Paris, le 28 juin 2022 - Moetai Brotherson, Steve Chailloux et Tematai Le Gayic ont participé mardi à la première séance publique de la mandature à l'Assemblée nationale à Paris. Élection de la présidente, première installation en groupes et en commissions : les députés du fenua siégeront avec les communistes du groupe Gauche démocrate et républicaine (GDR).
 
“Un député indépendantiste qui entre dans l'histoire de France, c'est drôle !” Plus jeune député de l'histoire de la cinquième république, vêtu d'un lavalava traditionnel et de colliers tout aussi océaniens, entouré d'une nuée de journalistes qui veulent en savoir plus sur son parcours : Tematai Le Gayic ne passe pas inaperçu à l'Assemblée nationale. Le parlementaire Tavini est sous les feux des projecteurs pour cette première journée de la 16e législature. En tant que benjamin du Parlement, il occupe d'ailleurs la fonction de secrétaire de l'élection pour la présidence de l'Assemblée nationale. “Je ne suis pas angoissé, ce n'est qu'une mission protocolaire”, relativisait l'élu de 21 ans, quelques minutes avant de faire son entrée dans l'hémicycle. Et Tematai Le Gayic de poursuivre, avec un sens de la formule qui ne laisse pas insensibles les journalistes de la presse nationale : “Je suis un député indépendantiste, même si c'est bizarre pour la France d'avoir un député indépendantiste. Une indépendance réussie, c'est si l'État français, l'État colonial, se met en tête qu'il n'en est plus un avec des confettis. J'espère que l'État va respecter le choix de la Polynésie d'avoir élu trois indépendantistes.”
 
La liberté du groupe GDR
 
Une ligne politique claire et des parlementaires soudés : tous trois siégeront sur les bancs du groupe communiste Gauche démocrate et républicaine (GDR). Dans ce groupe, où les élus ultramarins sont dix pour douze députés communistes de France, la liberté de vote est totale. Soutenus par la France Insoumise de Jean-Luc Mélenchon, les élus du fenua n'iront pas dans son groupe, pour profiter de cette liberté de vote, mais pas seulement.
 
Le samedi 26 février lors de son meeting pour la présidentielle, sur l'île de La Réunion, le candidat Jean-Luc Mélenchon déclarait : “La France est une nation de l’océan Indien, la France est une nation des Caraïbes, la France a sa plus longue frontière maritime commune avec l’Australie, la France a sa plus longue frontière terrestre avec le Brésil, telle est la France que nous incarnons et nous l’assumons ! Nous disons devant les électeurs et les électrices, c’est cette France-là que nous assumons.” Une envolée que Moetai Brotherson ne goûte pas beaucoup. “Nous ne sommes pas en accord avec la vision jacobine de Jean-Luc Mélenchon : je respecte son positionnement mais nous sommes indépendantistes et fiers de l'être", assure-t-il, avant de tempérer un peu. “La position de Jean-Luc Mélenchon et de la France Insoumise a évolué en cinq ans, il faut le reconnaître. Nous avons eu des garanties sur le respect du droit des peuples à disposer d'eux-mêmes, sur le respect du rôle de l'ONU aussi. C'est important pour nous, sinon nous n'aurions pas accepté de siéger au sein de la Nupes.” Le groupe GDR (communistes et ultramarins) est effectivement une des composantes de la Nupes (Nouvelle union populaire écologique et sociale, gauche).

--- --- ---

*Exercices*.
A. Recopiez le passage de l'article sur les députés polynésiens allant de « Paris, le 28 » jusqu'à « groupe Gauche démocrate et républicaine (GDR). », en renommant « fenua » en « Polynésie ».
B. Indiquez si chacune des affirmations suivantes concorde avec l'article sur les députés polynésiens, en répondant par oui ou par non et en citant les mots du texte qui tranchent. (i) Tematai Le Gayic a 21 ans. (ii) Les députés polynésiens rejoindront le groupe de la France Insoumise. (iii) Le groupe GDR compte dix élus ultramarins.

*Ensemble d'enregistrements*.
--- --- ---

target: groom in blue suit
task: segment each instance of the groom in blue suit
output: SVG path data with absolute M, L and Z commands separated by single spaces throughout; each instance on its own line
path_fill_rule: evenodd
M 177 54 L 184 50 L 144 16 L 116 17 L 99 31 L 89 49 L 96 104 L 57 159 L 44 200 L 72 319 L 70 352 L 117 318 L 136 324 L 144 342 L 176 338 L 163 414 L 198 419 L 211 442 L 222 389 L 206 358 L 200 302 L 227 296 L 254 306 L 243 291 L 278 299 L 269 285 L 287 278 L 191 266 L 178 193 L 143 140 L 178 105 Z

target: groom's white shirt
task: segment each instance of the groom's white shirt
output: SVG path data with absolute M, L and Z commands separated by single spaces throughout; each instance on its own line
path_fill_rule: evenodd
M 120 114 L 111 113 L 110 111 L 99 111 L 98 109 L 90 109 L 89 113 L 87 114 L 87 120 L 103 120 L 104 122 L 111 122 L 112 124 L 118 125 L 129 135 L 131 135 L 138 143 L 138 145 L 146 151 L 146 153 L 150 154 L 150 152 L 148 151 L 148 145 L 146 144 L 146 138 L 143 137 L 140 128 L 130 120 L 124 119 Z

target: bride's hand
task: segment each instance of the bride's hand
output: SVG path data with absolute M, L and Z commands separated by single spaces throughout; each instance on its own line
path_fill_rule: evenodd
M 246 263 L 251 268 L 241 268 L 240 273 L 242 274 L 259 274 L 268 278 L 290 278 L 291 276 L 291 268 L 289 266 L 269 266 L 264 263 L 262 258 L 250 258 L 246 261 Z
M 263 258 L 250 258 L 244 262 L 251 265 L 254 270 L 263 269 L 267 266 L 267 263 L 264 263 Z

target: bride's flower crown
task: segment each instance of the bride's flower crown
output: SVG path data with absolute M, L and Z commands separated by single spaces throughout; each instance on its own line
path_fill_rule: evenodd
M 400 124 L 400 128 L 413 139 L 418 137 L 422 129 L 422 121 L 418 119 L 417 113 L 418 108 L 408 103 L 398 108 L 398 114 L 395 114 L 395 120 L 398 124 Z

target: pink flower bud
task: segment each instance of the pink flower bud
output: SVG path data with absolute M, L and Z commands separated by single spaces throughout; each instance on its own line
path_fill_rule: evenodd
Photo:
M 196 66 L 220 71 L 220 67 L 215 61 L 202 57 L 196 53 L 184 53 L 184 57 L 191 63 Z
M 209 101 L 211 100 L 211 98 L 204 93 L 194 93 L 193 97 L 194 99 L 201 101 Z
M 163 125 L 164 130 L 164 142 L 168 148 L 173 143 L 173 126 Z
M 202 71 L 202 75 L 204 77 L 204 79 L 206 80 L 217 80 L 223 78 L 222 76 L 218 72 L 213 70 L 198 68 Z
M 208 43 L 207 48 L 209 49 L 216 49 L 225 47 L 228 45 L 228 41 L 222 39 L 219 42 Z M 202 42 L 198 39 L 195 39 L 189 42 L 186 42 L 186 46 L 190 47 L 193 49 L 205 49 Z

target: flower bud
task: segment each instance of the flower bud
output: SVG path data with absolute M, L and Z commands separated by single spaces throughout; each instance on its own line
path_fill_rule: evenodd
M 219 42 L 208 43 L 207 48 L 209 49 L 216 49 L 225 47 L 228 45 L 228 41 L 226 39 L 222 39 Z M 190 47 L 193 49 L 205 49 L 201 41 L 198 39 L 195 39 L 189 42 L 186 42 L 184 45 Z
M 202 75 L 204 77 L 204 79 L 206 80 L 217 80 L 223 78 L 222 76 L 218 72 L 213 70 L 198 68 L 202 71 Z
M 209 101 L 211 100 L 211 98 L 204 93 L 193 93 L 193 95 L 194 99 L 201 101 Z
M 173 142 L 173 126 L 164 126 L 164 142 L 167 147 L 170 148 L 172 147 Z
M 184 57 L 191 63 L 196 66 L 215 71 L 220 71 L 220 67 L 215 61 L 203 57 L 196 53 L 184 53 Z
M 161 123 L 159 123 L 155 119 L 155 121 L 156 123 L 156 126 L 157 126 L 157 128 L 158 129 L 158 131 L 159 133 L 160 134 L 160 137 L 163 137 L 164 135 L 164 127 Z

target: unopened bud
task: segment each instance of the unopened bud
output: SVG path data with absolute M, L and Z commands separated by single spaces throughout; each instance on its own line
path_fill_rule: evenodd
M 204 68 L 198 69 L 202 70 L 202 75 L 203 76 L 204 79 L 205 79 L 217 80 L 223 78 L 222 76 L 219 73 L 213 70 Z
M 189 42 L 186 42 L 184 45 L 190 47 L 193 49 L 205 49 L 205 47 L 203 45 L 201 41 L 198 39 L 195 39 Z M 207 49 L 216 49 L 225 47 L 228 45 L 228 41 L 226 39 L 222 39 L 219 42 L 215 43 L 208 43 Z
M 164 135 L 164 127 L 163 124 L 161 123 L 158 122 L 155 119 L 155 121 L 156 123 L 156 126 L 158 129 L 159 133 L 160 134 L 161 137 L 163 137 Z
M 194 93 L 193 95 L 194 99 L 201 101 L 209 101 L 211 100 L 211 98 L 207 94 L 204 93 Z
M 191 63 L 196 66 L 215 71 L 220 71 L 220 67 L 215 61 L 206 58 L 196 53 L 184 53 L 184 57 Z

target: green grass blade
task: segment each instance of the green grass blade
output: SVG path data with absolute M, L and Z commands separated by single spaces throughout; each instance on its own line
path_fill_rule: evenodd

--- --- ---

*Résultats*.
A.
Paris, le 28 juin 2022 - Moetai Brotherson, Steve Chailloux et Tematai Le Gayic ont participé mardi à la première séance publique de la mandature à l'Assemblée nationale à Paris. Élection de la présidente, première installation en groupes et en commissions : les députés du Polynésie siégeront avec les communistes du groupe Gauche démocrate et républicaine (GDR).

B.
(i) Oui : « l'élu de 21 ans ».
(ii) Non : « les élus du fenua n'iront pas dans son groupe ».
(iii) Oui : « où les élus ultramarins sont dix pour douze députés communistes de France ».